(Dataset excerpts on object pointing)
-=-=-

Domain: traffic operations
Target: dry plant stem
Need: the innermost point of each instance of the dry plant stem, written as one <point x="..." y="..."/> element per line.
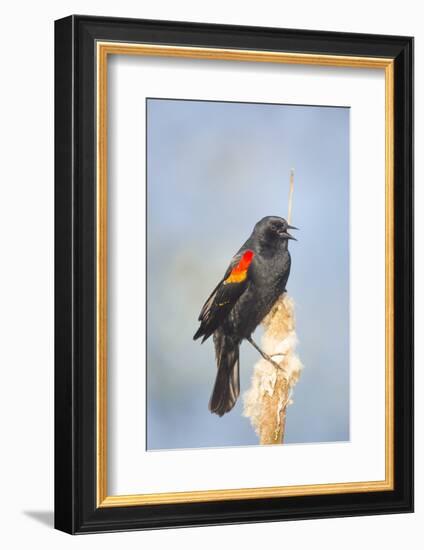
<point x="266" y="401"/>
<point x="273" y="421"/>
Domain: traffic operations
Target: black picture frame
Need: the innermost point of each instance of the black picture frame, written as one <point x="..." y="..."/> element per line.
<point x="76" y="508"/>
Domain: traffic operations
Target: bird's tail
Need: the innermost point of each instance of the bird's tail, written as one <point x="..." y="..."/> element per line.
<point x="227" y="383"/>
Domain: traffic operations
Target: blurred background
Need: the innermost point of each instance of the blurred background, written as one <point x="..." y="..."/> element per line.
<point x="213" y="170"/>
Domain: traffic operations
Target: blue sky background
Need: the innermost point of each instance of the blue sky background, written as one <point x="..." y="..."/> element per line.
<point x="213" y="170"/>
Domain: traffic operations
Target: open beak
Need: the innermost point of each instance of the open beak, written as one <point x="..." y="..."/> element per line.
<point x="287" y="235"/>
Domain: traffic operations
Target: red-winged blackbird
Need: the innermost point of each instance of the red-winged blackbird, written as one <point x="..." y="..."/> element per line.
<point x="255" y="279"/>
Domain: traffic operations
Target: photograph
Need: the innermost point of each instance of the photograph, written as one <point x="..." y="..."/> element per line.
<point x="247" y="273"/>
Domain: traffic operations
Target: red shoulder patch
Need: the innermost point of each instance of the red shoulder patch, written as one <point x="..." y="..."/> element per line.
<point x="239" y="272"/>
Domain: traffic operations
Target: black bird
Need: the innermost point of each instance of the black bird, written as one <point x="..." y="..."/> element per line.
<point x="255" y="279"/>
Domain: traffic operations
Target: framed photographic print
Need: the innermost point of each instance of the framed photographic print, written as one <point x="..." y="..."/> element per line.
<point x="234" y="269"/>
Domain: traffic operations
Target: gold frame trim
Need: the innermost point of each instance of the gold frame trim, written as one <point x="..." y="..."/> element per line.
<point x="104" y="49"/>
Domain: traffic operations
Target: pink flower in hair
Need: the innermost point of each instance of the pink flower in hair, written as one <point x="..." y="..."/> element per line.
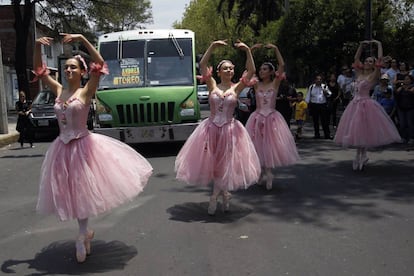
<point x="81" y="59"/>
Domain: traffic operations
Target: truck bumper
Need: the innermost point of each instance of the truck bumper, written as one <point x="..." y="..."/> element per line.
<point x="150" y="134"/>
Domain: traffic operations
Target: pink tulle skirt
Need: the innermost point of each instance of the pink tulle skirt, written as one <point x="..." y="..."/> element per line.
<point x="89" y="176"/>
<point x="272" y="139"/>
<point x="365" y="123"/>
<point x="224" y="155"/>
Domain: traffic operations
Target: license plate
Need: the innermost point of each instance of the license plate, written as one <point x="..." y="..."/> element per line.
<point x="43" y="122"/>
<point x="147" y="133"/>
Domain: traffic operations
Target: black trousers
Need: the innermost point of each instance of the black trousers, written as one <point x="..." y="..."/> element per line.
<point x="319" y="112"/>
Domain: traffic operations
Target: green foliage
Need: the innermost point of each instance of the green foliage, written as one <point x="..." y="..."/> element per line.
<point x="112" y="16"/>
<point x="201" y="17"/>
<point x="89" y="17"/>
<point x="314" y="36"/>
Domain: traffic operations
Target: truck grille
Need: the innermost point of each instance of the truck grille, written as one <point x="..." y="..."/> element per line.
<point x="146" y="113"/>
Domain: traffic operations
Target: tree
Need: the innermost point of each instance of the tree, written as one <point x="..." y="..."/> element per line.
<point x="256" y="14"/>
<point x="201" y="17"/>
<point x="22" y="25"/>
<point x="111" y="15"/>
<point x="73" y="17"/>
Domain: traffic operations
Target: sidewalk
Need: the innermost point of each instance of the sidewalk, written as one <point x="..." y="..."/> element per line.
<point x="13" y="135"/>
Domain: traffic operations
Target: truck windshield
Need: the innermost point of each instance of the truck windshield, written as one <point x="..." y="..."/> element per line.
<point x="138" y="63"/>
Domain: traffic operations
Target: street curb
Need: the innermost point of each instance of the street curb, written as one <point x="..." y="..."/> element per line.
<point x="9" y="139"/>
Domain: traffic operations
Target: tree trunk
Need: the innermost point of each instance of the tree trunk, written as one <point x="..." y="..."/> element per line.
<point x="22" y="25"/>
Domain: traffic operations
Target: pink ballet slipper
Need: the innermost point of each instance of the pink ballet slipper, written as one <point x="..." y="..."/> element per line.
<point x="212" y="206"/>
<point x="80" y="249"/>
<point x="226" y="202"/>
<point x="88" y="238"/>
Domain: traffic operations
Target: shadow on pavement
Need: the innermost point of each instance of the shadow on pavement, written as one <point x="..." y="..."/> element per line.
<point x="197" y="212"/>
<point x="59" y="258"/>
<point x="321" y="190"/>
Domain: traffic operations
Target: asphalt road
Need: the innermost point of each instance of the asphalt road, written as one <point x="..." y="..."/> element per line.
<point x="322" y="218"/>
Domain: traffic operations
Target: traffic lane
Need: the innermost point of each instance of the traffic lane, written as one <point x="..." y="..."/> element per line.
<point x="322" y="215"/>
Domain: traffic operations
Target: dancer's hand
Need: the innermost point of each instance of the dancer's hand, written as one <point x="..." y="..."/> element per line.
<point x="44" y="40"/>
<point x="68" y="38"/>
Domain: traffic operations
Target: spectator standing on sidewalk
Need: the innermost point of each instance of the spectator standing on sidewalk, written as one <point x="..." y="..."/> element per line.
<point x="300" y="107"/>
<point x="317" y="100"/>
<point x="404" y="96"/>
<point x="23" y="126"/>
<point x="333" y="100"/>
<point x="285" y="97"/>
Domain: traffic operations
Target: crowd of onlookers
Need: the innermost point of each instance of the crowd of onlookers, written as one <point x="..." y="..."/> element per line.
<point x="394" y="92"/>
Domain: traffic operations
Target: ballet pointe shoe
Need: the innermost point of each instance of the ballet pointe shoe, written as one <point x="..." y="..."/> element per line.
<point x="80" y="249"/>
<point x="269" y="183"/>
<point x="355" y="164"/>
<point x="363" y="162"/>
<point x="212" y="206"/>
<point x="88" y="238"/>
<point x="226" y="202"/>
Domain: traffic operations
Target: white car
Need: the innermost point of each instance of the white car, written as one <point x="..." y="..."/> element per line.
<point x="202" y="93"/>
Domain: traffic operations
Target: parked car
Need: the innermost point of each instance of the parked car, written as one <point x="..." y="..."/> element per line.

-=-=-

Exercise brief
Make a verbatim copy of all the entries and strip out the pictures.

Full answer
Domain: traffic operations
Target: dry plant stem
Need: the innermost point of each instance of the dry plant stem, written as one <point x="..." y="..."/> element per line.
<point x="266" y="401"/>
<point x="273" y="421"/>
Domain: traffic operations
Target: black picture frame
Need: the innermost point of each instance of the black picture frame, written as one <point x="..." y="..."/> element per line.
<point x="76" y="508"/>
Domain: traffic operations
Target: bird's tail
Need: the innermost point of each instance of the bird's tail, written as one <point x="..." y="..."/> element per line.
<point x="227" y="383"/>
Domain: traffic operations
Target: blurred background
Need: the innermost point of each instance of the blurred background, written as one <point x="..." y="..."/> element per line.
<point x="213" y="170"/>
Domain: traffic operations
Target: blue sky background
Need: the innermost point of each instance of the blue sky background, written as one <point x="..." y="..."/> element per line.
<point x="213" y="170"/>
Domain: traffic operations
Target: open beak
Need: the innermost point of each instance of the open beak, written as one <point x="..." y="..."/> element per line.
<point x="287" y="235"/>
Domain: traffic operations
Target: red-winged blackbird
Need: the innermost point of each instance of the red-winged blackbird, written as one <point x="..." y="..."/> element per line.
<point x="255" y="279"/>
Domain: traffic operations
Target: photograph
Need: the innermost point of each instance of the photograph, written as one <point x="..." y="..."/> element per line.
<point x="247" y="273"/>
Domain: traffic operations
Target: red shoulder patch
Need: the innermost point of each instance of the red shoulder patch, written as one <point x="..." y="..."/> element per line.
<point x="239" y="272"/>
Domain: traffic operations
Target: black bird
Need: the innermost point of each instance of the black bird, written as one <point x="..." y="..."/> element per line.
<point x="255" y="279"/>
Domain: traffic operations
Target: framed photographic print
Need: the innermost point of each instance of the framed photographic print, written as one <point x="..." y="..."/> element per line.
<point x="234" y="269"/>
Domain: traffic operations
Target: gold frame trim
Need: the innermost point of each instance of the gold frame trim, written as one <point x="..." y="..."/> element per line.
<point x="104" y="49"/>
Domain: traffic operations
Target: pink flower in hair
Need: the innermost point of each instance of the pink flower in hair, written as one <point x="..." y="..."/> element per line.
<point x="81" y="59"/>
Domain: traffic operations
Target: truck bumper
Need: the innermost point of each instance of the truck bumper, written as one <point x="..." y="..."/> element per line.
<point x="150" y="134"/>
Domain: traffic operations
Target: pink tulle skirt
Need: the innermost point of each instance of the pink tulle skirt, written as one <point x="..." y="..."/> element per line.
<point x="89" y="176"/>
<point x="272" y="139"/>
<point x="365" y="123"/>
<point x="224" y="155"/>
Domain: traffic operations
Target: license plate
Need: the innermost point of each instance of the license plate, written as one <point x="..." y="..."/> element per line.
<point x="43" y="122"/>
<point x="147" y="133"/>
Domain: traffic operations
Target: black trousers
Need: the innermost point of each instance of the black trousers, written as one <point x="..." y="..."/> element per line.
<point x="319" y="112"/>
Domain: traffic operations
Target: green foliage
Need: the innermost point of each instance of the green foliage, written as one <point x="..." y="..."/> element per line.
<point x="112" y="16"/>
<point x="201" y="17"/>
<point x="89" y="17"/>
<point x="314" y="36"/>
Domain: traffic operations
Target: truck grille
Need: the innermost point of each instance of the truck grille, written as one <point x="..." y="..."/> element per line.
<point x="146" y="113"/>
Domain: traffic operations
Target: tree
Need: the innermost point of each instance of the tree, written as one <point x="..." y="..."/> element per line.
<point x="256" y="14"/>
<point x="201" y="17"/>
<point x="22" y="25"/>
<point x="111" y="15"/>
<point x="73" y="17"/>
Domain: traffic operations
Target: sidewalk
Need: the innermost point of each instance of the sidewalk, written as one <point x="..." y="..."/> element per line.
<point x="13" y="135"/>
Domain: traffic operations
Target: truck windshield
Need: the innermost point of each instance of the truck windshield, written as one <point x="..." y="..."/> element per line.
<point x="138" y="63"/>
Domain: traffic operations
Target: street curb
Need: the innermost point of each instance of the street curb, written as one <point x="..." y="..."/> element per line.
<point x="9" y="139"/>
Domain: traffic operations
Target: tree trunk
Need: the innermost point of each instance of the tree trunk, written as one <point x="..." y="..."/> element per line.
<point x="22" y="25"/>
Domain: traffic operations
Target: pink ballet slipper
Need: the innermost point of each instance of the pink ballet slipper, written as one <point x="..." y="..."/> element per line.
<point x="212" y="206"/>
<point x="80" y="249"/>
<point x="226" y="202"/>
<point x="88" y="238"/>
Domain: traffic operations
Target: shadow on pavement
Need: the innermost point of each instance of the shadow on pavement, written as one <point x="..." y="..."/> element per line.
<point x="197" y="212"/>
<point x="59" y="258"/>
<point x="321" y="190"/>
Domain: traffic operations
Target: asphalt road
Need: the innermost point of each instance of the asphalt road, written as one <point x="..." y="..."/> element per line.
<point x="322" y="218"/>
Domain: traffic operations
Target: traffic lane
Need: the innermost point of each instance of the traffic lane, written as one <point x="..." y="..."/> element per line.
<point x="322" y="215"/>
Domain: traffic operations
Target: dancer's hand
Need: the innermost point of each instance of the dancer's hand, written as one <point x="..." y="..."/> element per line.
<point x="44" y="40"/>
<point x="68" y="38"/>
Domain: traffic operations
Target: spectator standing on sidewalk
Need: the innermost point of each instance of the spectator standing on sidewalk, written as one <point x="..." y="..."/> element per line.
<point x="300" y="107"/>
<point x="317" y="100"/>
<point x="404" y="96"/>
<point x="23" y="126"/>
<point x="333" y="100"/>
<point x="285" y="97"/>
Domain: traffic operations
Target: crowd of onlookers
Need: the innermost point of each instance of the crowd of onlookers, written as one <point x="..." y="..."/> element per line.
<point x="394" y="92"/>
Domain: traffic operations
Target: ballet pointe shoe
Need: the innermost point of each instance of the ballet pointe shoe, written as one <point x="..." y="..."/> element per line.
<point x="80" y="249"/>
<point x="269" y="183"/>
<point x="355" y="164"/>
<point x="363" y="162"/>
<point x="212" y="206"/>
<point x="88" y="238"/>
<point x="226" y="202"/>
Domain: traffic operations
Target: white car
Need: the innermost point of each instance of the white car, written as one <point x="..." y="..."/> element per line.
<point x="202" y="93"/>
Domain: traffic operations
Target: parked car
Need: the innermost point of each instance of the parked car, written as one <point x="..." y="..."/> element per line.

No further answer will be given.